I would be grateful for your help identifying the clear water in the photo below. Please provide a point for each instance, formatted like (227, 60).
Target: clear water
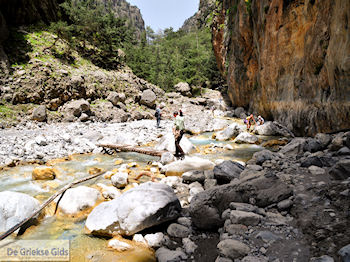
(86, 247)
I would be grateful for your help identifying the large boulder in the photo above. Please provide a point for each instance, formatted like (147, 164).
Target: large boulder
(78, 199)
(39, 114)
(116, 98)
(188, 164)
(141, 207)
(231, 131)
(341, 170)
(148, 98)
(14, 208)
(264, 190)
(183, 88)
(245, 138)
(227, 171)
(167, 143)
(76, 108)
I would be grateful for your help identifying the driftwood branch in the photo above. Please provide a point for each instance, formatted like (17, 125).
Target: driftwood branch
(124, 148)
(48, 201)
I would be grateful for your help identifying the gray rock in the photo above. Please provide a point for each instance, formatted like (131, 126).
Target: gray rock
(183, 88)
(166, 255)
(148, 98)
(232, 248)
(344, 151)
(227, 171)
(141, 207)
(266, 189)
(209, 183)
(294, 147)
(15, 207)
(177, 230)
(193, 176)
(189, 245)
(344, 253)
(245, 138)
(268, 236)
(285, 204)
(245, 218)
(323, 258)
(341, 170)
(39, 114)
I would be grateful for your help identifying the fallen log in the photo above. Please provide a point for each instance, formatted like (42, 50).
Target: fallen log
(125, 148)
(48, 201)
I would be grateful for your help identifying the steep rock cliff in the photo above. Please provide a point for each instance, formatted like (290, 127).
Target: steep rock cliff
(132, 14)
(287, 60)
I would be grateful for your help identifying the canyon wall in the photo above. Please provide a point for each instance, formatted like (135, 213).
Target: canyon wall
(287, 60)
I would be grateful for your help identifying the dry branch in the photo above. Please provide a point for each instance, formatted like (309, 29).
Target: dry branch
(48, 201)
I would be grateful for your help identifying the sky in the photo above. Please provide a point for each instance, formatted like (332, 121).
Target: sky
(161, 14)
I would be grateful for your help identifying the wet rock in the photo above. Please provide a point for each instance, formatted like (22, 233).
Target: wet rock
(115, 98)
(193, 176)
(154, 240)
(148, 98)
(232, 248)
(119, 245)
(245, 138)
(167, 143)
(323, 258)
(177, 230)
(336, 143)
(15, 207)
(295, 147)
(39, 113)
(188, 164)
(267, 236)
(227, 171)
(317, 171)
(344, 253)
(120, 179)
(166, 255)
(312, 145)
(344, 151)
(231, 131)
(285, 204)
(167, 158)
(78, 199)
(245, 218)
(183, 88)
(341, 170)
(189, 246)
(43, 173)
(138, 208)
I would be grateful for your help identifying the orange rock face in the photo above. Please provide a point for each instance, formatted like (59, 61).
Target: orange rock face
(287, 60)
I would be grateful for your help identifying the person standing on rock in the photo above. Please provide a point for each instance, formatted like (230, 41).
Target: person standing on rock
(178, 131)
(158, 115)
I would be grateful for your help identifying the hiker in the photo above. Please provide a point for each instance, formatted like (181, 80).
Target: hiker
(178, 131)
(261, 120)
(158, 114)
(249, 121)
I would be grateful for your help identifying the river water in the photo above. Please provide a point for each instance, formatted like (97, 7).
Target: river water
(85, 247)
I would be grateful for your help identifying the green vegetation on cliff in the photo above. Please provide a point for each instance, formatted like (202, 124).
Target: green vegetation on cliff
(169, 57)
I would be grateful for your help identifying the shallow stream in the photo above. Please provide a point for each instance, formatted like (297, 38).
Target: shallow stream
(85, 247)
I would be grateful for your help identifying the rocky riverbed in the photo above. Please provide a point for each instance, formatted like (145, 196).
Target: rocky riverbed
(288, 203)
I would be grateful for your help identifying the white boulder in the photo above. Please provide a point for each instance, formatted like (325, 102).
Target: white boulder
(78, 199)
(188, 164)
(141, 207)
(245, 138)
(14, 208)
(167, 143)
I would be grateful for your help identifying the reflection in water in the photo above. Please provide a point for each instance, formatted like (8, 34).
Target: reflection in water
(85, 247)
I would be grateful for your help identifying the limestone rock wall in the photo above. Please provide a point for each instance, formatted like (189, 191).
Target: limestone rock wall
(287, 60)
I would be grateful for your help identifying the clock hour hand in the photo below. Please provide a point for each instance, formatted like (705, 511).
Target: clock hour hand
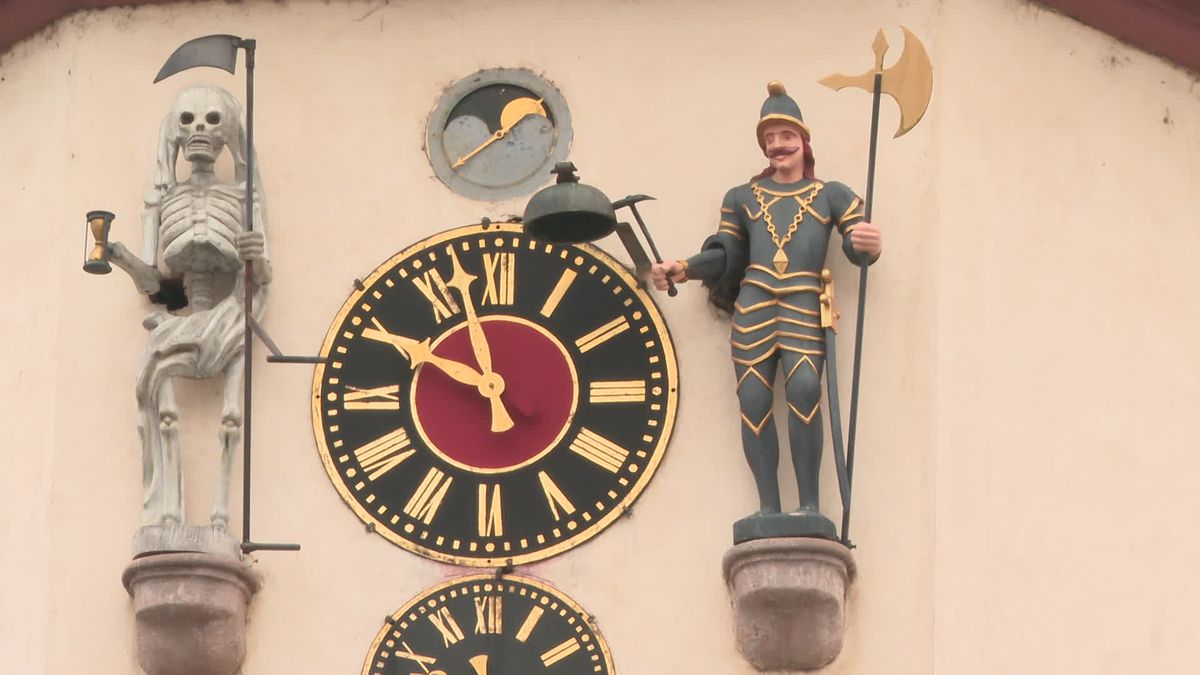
================
Assignment: With the pictures excluded, retype the records above verbatim.

Written solution:
I would be grateful for your help identifying the clear water in the photo below. Please provide a point for each instance, formatted like (227, 60).
Target: clear water
(86, 247)
I would be grateful for your help identifying the large boulder in the photo above. Please provide a point for each instance, formatted like (147, 164).
Target: large boulder
(78, 199)
(39, 114)
(116, 98)
(188, 164)
(141, 207)
(231, 131)
(341, 170)
(148, 98)
(14, 208)
(264, 190)
(183, 88)
(245, 138)
(227, 171)
(167, 143)
(76, 108)
I would be grateful for your help identifying the driftwood branch in the photo above. Please provide a point for each instance, formatted like (17, 125).
Target: driftwood branch
(124, 148)
(48, 201)
I would be grateful for your help identifying the gray rock in the photo above. Please provide a point for each instance, formatted like (131, 126).
Target: gray rock
(183, 88)
(166, 255)
(148, 98)
(232, 248)
(344, 151)
(227, 171)
(141, 207)
(266, 189)
(209, 183)
(294, 147)
(15, 207)
(177, 230)
(193, 176)
(189, 245)
(344, 253)
(245, 138)
(268, 236)
(285, 204)
(245, 218)
(323, 258)
(341, 170)
(39, 114)
I would be grateful for your help identifying the fallen log in the photo above. Please provide a point for each instance, formatted like (42, 50).
Target: fallen log
(125, 148)
(48, 201)
I would be grateful for your help identifying the steep rock cliff in the photo above. Please provide a point for each instance, formatted like (290, 127).
Target: steep rock cliff
(132, 14)
(287, 60)
I would be grateful for your help identifying the canyon wall in the photo above. Please provide a point for each instance, formatted like (135, 213).
Target: canyon wall
(287, 60)
I would be grateful for your help identifying the dry branch in the photo above. Please provide a point for each instance, formatted like (309, 29).
Target: dry branch
(48, 201)
I would be grateful for your help identifying the sky in the photo above. Please provide a point for each instance, formatted like (332, 121).
Target: sky
(161, 14)
I would be grateful for your help identifying the wet rock in the photo above. Please provide a point for each instance, formatted like (22, 233).
Target: wet rock
(115, 98)
(193, 176)
(154, 240)
(148, 98)
(232, 248)
(119, 245)
(245, 138)
(167, 143)
(323, 258)
(177, 230)
(336, 143)
(15, 207)
(295, 147)
(39, 113)
(188, 164)
(267, 236)
(227, 171)
(317, 171)
(344, 253)
(120, 179)
(166, 255)
(312, 145)
(344, 151)
(231, 131)
(285, 204)
(167, 158)
(78, 199)
(245, 218)
(183, 88)
(341, 170)
(189, 246)
(43, 173)
(138, 208)
I would be grateful for your help identifying the orange rock face in the photo above. Please provide a point for each instance, formatted like (59, 61).
Target: orange rock face
(287, 60)
I would be grateful for your help identifying the person standing on rock in the photo above. Please provide a point for each instance, formatted like (230, 41).
Target: person standing on rock
(178, 131)
(158, 115)
I would be grateful for your help identifying the hiker in the photo above. Please provide a point for each instance, formatted like (181, 80).
Target: hiker
(178, 131)
(261, 120)
(158, 114)
(249, 121)
I would be grateful for your help identifying the river water in the photo above. Please provide a point for each instance, formatted like (97, 7).
Target: river water
(85, 247)
I would be grateful for your help identifying the green vegetation on cliff in the photo above. Please provide a point for each instance, formatted like (202, 124).
Target: green vegetation on cliff
(169, 57)
I would be grateful for your help identifying the shallow stream in the photo above. Please provide a point for each instance, formatted like (297, 38).
Target: shallow stream
(85, 247)
I would be grateful for your help identifying the rocky riverbed in the photo above. Please provide a point for each instance, formatted like (145, 196).
Target: rocky riverbed
(288, 203)
I would be grateful for your help identifying the white boulder in the photo above. Please provide a point for each instance, formatted like (325, 102).
Target: white boulder
(78, 199)
(188, 164)
(141, 207)
(245, 138)
(14, 208)
(167, 143)
I would be grateful for your help identifying the reflection in water in the photo above. Please provide a point for each instance, formatted like (8, 34).
Target: reflection in water
(85, 247)
I would be grateful for your help identifying the limestone rock wall in the photo above. Please provide a point for each instance, formatted like (189, 191).
Target: limestone rock wall
(287, 60)
I would be grateful for your help identifying the clock hour hand in the photo below. Please provide a point for each instance, formatted like (705, 511).
Target: clock hour hand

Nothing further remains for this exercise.